• _PROBLEM DETAILS_:
Go through the listing below. Copy each line that has the string "green".

• _DATA FOR THIS EXERCISE_:
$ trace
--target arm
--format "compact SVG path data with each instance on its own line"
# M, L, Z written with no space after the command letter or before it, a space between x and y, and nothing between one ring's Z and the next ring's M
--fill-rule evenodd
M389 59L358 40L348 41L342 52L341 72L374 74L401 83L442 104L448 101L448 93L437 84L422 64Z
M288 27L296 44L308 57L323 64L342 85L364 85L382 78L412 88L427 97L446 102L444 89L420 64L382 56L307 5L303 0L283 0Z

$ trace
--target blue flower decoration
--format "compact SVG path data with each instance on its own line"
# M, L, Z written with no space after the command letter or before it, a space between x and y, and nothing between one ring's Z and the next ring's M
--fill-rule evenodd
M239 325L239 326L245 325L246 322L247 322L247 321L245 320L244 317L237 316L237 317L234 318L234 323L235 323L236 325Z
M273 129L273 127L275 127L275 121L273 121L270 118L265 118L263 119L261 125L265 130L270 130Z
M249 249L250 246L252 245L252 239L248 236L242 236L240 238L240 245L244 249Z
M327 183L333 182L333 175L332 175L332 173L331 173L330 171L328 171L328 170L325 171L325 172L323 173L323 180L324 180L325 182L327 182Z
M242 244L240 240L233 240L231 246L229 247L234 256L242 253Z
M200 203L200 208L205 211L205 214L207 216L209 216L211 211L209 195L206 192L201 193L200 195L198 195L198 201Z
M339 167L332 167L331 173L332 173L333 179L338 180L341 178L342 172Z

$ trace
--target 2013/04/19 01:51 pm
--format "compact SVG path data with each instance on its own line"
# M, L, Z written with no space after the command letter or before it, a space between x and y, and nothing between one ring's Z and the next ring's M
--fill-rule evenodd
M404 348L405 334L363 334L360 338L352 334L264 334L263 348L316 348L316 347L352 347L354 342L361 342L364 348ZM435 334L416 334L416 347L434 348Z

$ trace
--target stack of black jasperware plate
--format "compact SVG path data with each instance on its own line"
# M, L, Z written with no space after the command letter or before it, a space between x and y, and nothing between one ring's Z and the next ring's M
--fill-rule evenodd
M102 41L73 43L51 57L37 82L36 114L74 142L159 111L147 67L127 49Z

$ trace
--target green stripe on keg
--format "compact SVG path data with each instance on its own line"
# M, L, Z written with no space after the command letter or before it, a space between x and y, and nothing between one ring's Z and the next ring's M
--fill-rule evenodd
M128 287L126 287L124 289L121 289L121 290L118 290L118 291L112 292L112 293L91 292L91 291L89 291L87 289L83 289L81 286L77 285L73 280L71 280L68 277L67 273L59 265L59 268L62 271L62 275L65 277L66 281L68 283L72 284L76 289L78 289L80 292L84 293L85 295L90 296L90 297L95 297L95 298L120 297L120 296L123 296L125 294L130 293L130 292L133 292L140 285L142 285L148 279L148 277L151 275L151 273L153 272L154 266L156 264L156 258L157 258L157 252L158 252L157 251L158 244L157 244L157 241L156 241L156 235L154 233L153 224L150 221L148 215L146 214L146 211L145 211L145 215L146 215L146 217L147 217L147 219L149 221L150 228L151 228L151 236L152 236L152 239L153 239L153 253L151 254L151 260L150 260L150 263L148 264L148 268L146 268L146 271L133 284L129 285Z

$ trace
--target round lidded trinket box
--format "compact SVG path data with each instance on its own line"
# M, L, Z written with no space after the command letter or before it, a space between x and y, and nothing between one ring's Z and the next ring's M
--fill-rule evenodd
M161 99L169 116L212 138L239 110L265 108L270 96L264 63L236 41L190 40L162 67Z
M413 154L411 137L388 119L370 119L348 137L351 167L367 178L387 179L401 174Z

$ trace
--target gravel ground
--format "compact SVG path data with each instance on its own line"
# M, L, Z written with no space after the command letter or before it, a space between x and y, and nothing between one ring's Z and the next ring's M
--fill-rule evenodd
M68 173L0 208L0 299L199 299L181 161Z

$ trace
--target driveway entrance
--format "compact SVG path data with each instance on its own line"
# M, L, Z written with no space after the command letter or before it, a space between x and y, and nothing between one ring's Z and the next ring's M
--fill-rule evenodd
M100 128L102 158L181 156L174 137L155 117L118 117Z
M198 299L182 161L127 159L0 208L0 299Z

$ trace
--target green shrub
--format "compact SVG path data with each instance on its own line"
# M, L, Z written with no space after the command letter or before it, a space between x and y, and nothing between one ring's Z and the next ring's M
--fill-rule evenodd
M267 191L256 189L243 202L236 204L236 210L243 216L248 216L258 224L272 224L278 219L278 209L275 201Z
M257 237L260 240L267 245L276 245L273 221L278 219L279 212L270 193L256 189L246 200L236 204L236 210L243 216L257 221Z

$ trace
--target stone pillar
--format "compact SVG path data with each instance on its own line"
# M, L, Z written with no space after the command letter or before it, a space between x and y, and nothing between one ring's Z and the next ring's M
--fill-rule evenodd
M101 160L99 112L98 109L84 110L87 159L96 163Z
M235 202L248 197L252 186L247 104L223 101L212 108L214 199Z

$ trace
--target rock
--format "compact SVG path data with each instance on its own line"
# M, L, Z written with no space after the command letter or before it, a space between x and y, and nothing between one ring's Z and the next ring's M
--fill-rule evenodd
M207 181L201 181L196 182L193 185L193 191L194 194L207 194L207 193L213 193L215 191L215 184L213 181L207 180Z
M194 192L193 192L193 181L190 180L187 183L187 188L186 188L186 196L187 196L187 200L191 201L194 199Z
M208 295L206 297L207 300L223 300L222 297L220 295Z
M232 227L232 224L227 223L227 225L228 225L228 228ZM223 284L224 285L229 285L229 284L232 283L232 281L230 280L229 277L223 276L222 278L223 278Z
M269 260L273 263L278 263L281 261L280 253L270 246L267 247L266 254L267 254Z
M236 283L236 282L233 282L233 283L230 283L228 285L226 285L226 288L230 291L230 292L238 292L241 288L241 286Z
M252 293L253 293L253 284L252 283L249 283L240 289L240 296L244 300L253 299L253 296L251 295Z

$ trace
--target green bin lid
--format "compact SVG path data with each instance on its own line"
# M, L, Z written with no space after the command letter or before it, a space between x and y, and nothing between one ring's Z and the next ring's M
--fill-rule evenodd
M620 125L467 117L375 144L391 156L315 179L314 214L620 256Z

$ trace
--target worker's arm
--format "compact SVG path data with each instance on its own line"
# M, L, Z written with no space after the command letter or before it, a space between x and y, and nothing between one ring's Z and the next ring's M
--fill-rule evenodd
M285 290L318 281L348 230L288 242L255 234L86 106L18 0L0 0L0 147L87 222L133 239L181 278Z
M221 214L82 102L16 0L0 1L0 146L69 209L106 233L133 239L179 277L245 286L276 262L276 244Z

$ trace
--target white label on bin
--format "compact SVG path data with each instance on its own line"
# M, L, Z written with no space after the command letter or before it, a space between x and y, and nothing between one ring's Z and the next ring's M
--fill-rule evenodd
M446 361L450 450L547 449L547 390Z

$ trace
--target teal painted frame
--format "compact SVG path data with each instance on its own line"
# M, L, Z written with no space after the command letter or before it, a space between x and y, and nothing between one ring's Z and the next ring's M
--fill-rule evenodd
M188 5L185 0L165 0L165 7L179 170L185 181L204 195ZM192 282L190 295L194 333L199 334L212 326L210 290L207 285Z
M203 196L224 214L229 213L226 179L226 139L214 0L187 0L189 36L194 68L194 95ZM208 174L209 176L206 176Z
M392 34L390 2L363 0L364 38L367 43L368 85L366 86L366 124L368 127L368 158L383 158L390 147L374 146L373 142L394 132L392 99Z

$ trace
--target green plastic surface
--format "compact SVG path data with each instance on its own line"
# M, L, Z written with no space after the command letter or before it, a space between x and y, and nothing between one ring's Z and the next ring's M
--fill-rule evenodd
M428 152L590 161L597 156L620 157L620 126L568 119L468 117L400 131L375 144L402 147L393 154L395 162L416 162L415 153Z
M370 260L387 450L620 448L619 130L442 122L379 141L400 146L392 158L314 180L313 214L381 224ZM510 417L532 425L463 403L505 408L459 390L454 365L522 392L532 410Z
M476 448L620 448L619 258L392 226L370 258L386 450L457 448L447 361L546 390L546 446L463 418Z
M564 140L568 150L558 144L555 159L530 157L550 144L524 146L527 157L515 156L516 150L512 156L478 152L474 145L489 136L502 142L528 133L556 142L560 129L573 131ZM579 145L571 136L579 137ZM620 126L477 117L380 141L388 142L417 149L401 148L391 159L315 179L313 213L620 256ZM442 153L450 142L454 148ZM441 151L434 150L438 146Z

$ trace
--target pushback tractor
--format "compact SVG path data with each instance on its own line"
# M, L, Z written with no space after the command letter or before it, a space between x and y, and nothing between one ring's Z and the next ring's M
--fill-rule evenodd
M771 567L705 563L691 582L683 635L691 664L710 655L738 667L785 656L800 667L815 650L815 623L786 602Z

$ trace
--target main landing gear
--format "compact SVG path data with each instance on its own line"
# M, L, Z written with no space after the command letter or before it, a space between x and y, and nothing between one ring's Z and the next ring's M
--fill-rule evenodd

• _ANSWER SECTION_:
--target green stripe on keg
--target green shrub
--target green bin lid
--target green plastic surface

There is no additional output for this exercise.